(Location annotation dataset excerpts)
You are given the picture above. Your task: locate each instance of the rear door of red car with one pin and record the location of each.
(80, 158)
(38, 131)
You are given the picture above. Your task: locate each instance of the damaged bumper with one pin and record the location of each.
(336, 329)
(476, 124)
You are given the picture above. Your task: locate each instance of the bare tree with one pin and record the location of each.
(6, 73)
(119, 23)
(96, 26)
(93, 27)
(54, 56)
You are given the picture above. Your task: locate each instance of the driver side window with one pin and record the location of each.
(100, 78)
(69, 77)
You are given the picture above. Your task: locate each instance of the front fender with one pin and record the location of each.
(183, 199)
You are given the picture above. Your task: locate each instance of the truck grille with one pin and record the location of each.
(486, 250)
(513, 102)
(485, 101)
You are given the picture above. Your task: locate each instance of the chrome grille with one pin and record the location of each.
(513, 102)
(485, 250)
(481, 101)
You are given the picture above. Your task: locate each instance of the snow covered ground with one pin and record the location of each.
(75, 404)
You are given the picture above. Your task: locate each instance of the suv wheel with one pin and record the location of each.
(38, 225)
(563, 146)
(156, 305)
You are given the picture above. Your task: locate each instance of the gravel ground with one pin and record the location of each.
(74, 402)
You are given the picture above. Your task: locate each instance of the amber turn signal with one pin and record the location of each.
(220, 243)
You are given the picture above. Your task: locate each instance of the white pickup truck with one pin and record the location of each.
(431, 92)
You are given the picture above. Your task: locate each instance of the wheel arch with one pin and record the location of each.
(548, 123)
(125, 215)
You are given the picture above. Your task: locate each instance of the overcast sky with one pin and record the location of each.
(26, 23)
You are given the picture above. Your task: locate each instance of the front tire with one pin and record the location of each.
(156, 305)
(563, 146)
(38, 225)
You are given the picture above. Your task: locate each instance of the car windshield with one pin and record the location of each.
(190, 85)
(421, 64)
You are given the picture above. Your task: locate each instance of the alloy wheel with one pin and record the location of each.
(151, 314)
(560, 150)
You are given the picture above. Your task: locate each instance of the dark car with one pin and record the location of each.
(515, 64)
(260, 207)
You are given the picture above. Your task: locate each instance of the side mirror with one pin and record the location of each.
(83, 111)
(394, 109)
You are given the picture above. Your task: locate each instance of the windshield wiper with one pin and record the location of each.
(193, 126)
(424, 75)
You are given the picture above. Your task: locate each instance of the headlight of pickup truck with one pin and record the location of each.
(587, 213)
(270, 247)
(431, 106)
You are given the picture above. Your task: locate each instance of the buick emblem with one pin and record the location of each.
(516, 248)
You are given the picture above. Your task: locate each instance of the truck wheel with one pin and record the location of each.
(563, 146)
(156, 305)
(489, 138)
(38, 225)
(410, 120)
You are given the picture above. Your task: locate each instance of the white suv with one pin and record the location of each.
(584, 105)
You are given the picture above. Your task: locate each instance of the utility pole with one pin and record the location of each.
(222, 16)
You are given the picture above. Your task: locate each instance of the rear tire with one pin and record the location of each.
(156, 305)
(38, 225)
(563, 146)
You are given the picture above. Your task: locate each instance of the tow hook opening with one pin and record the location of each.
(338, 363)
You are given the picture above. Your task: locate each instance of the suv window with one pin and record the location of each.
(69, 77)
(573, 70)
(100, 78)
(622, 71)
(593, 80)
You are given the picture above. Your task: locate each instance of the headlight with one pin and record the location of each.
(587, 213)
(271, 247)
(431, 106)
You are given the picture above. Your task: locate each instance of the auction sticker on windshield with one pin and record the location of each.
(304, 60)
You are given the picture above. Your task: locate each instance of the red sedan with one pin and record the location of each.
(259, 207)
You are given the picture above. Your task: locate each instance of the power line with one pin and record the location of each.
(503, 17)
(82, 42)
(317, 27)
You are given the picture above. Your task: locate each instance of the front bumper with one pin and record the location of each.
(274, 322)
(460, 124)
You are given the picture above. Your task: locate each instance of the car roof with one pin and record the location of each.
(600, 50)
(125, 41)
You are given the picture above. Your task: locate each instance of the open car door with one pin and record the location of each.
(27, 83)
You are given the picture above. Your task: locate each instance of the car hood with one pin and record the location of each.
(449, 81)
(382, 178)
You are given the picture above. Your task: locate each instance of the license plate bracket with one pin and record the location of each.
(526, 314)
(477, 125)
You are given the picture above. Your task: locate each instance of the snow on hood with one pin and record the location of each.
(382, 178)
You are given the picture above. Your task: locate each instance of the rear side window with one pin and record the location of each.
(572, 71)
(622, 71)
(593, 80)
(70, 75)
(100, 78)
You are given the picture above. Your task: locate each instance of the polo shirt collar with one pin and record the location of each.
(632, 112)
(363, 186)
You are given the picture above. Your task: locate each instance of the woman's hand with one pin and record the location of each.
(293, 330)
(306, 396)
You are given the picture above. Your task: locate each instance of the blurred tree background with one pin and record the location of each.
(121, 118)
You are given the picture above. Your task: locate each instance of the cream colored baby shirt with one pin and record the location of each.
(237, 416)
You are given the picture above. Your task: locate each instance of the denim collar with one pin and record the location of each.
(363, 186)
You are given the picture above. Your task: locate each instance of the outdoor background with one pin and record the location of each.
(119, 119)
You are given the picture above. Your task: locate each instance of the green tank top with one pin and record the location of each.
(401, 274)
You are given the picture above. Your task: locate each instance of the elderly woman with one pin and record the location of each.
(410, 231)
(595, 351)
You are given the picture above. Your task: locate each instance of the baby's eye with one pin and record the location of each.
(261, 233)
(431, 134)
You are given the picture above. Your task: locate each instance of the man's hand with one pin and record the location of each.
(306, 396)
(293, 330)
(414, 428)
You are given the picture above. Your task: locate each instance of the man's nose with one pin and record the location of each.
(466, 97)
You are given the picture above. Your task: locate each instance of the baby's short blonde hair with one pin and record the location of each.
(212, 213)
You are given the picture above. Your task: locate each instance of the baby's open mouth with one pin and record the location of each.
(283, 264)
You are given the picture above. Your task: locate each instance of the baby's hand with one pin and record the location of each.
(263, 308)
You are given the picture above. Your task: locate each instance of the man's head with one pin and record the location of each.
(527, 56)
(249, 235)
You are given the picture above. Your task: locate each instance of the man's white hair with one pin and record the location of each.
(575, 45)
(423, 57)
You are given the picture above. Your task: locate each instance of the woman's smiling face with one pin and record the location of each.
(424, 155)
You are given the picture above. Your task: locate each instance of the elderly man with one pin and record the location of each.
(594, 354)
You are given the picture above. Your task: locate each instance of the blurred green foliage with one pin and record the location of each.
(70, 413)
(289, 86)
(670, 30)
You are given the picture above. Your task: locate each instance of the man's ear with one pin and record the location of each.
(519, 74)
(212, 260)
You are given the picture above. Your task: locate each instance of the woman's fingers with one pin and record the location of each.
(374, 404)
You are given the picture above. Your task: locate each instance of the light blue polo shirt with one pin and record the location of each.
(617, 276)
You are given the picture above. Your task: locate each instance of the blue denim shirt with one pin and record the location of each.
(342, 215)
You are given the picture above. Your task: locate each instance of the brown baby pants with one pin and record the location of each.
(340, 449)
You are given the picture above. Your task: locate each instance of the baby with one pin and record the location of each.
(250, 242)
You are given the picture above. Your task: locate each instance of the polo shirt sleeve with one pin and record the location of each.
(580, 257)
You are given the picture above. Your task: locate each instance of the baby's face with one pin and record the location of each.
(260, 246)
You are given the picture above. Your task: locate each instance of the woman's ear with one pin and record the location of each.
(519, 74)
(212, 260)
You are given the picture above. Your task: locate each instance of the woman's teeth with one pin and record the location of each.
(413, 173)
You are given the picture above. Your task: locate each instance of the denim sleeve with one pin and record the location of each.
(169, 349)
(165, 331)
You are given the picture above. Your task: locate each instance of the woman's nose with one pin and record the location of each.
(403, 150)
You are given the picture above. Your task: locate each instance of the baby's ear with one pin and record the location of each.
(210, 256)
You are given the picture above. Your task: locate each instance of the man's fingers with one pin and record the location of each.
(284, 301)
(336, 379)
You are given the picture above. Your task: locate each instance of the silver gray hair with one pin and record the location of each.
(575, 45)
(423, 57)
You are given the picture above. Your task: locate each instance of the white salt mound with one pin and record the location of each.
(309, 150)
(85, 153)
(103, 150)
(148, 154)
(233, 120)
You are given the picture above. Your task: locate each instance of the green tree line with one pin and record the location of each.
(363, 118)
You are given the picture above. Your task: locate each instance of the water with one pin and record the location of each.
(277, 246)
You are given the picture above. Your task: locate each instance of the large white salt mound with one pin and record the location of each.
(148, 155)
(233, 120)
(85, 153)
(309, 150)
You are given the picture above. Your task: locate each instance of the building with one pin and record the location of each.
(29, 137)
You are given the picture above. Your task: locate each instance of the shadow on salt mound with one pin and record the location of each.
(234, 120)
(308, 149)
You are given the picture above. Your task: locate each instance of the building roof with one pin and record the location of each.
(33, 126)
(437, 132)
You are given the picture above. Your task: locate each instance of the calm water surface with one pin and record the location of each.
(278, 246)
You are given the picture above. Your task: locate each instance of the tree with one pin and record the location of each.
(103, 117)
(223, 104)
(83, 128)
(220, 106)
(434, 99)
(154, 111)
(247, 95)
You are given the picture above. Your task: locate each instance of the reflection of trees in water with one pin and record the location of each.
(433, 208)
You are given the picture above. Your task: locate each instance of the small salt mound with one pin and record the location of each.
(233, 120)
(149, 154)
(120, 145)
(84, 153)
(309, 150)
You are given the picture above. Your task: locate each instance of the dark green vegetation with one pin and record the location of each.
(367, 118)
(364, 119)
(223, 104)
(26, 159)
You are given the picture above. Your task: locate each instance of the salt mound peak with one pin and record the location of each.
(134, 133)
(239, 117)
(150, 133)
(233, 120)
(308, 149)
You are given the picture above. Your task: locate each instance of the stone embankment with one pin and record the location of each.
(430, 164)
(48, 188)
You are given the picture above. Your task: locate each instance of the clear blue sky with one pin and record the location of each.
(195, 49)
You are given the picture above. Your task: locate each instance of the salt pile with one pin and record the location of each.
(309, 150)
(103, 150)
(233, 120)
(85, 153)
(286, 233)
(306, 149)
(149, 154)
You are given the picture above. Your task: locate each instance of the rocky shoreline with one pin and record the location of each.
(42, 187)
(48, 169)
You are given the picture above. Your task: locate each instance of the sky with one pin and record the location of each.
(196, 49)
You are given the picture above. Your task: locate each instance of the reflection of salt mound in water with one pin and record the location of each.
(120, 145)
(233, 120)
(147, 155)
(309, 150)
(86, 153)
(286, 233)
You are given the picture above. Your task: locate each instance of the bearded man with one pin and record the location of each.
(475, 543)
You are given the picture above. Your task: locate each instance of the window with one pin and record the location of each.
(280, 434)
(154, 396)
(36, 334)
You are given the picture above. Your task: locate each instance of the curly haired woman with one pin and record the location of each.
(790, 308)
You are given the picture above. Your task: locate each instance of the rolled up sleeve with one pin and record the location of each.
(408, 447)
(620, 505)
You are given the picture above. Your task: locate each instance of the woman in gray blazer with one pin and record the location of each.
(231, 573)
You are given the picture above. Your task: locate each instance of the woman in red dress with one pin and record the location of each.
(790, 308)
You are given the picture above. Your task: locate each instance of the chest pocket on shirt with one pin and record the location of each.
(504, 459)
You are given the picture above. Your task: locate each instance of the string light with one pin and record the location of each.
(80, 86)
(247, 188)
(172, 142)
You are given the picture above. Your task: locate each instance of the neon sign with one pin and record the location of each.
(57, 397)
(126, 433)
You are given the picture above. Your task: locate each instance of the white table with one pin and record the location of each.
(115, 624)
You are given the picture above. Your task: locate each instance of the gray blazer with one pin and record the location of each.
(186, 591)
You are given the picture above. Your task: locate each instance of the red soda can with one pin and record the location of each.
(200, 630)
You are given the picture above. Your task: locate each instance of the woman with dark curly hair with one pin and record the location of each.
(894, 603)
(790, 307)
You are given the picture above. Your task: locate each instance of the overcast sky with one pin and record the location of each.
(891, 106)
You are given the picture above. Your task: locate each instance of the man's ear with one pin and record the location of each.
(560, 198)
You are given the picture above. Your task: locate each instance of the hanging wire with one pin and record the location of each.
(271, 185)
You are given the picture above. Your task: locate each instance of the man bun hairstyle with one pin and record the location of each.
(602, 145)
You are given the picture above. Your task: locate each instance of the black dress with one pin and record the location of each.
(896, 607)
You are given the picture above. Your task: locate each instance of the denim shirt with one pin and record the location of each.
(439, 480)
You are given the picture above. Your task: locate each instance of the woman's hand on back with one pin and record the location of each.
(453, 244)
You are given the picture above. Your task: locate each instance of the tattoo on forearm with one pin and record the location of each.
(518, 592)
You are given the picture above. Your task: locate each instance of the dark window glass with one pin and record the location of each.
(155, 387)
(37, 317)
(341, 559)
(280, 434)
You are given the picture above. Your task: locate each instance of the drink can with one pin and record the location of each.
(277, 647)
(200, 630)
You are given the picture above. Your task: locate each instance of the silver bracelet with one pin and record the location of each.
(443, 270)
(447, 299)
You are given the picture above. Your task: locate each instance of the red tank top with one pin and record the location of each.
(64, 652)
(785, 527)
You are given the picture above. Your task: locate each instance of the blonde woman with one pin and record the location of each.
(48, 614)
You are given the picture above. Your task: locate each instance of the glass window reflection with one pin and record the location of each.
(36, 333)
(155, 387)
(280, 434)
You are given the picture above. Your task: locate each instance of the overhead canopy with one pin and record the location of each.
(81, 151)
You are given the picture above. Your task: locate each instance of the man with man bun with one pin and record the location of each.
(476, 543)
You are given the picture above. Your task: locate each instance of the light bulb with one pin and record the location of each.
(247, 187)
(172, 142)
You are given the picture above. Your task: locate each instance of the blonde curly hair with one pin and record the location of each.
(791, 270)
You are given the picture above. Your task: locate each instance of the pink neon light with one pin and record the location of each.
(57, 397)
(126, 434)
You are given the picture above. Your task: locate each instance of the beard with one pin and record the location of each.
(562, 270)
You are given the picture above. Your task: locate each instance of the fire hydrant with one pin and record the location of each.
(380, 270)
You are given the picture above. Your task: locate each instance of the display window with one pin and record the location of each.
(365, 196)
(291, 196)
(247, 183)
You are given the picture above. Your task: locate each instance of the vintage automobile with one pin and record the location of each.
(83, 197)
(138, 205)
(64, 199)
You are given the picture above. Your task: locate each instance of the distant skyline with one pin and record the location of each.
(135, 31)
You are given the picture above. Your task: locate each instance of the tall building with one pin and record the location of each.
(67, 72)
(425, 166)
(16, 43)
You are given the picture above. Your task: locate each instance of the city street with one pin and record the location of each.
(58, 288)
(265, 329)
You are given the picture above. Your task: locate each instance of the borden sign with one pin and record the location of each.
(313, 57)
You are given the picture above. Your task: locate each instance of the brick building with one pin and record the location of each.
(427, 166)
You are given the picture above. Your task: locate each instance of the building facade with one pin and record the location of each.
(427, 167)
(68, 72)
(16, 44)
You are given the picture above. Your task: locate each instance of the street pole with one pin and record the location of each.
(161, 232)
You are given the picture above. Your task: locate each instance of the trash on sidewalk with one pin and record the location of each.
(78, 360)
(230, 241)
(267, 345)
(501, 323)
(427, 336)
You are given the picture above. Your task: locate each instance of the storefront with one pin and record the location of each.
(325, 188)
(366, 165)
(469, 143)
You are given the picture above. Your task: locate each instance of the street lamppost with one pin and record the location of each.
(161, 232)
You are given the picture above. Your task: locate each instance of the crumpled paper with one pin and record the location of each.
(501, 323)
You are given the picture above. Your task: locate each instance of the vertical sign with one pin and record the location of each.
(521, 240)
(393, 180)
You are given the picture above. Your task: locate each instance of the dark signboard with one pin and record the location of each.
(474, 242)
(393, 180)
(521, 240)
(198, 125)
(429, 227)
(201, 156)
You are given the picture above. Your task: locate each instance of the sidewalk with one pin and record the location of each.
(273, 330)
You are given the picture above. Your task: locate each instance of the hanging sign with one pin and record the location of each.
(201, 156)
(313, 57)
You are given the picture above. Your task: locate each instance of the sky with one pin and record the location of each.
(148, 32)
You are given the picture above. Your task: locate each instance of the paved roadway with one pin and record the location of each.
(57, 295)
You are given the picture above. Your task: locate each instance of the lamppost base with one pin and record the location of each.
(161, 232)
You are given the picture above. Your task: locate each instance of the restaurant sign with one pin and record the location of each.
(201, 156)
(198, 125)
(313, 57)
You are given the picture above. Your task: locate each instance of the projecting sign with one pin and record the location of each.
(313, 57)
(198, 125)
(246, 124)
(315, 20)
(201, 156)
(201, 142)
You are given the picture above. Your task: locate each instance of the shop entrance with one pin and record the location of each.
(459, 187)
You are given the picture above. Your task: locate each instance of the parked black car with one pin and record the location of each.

What the exercise asks:
Retype exactly, please, each line from the line that contains "of the lamppost" through the last line of the entries above, with nothing added.

Exercise output:
You are given the picture above. Your task: locate each instance of the lamppost base with one pin and record the location of each.
(161, 232)
You are given the picture above. Your task: locate each instance of the restaurant sign with one pin and record the location of each.
(201, 156)
(198, 125)
(313, 57)
You are given the picture above. Your task: locate each instance of the projecting sign with one pin and record the location of each.
(313, 57)
(198, 125)
(246, 124)
(315, 20)
(201, 156)
(201, 142)
You are given the picture above. Your task: locate each instance of the shop entrance with one pin and record the location of each.
(459, 187)
You are given the picture above. Your task: locate each instance of the parked black car with one pin and record the location of each.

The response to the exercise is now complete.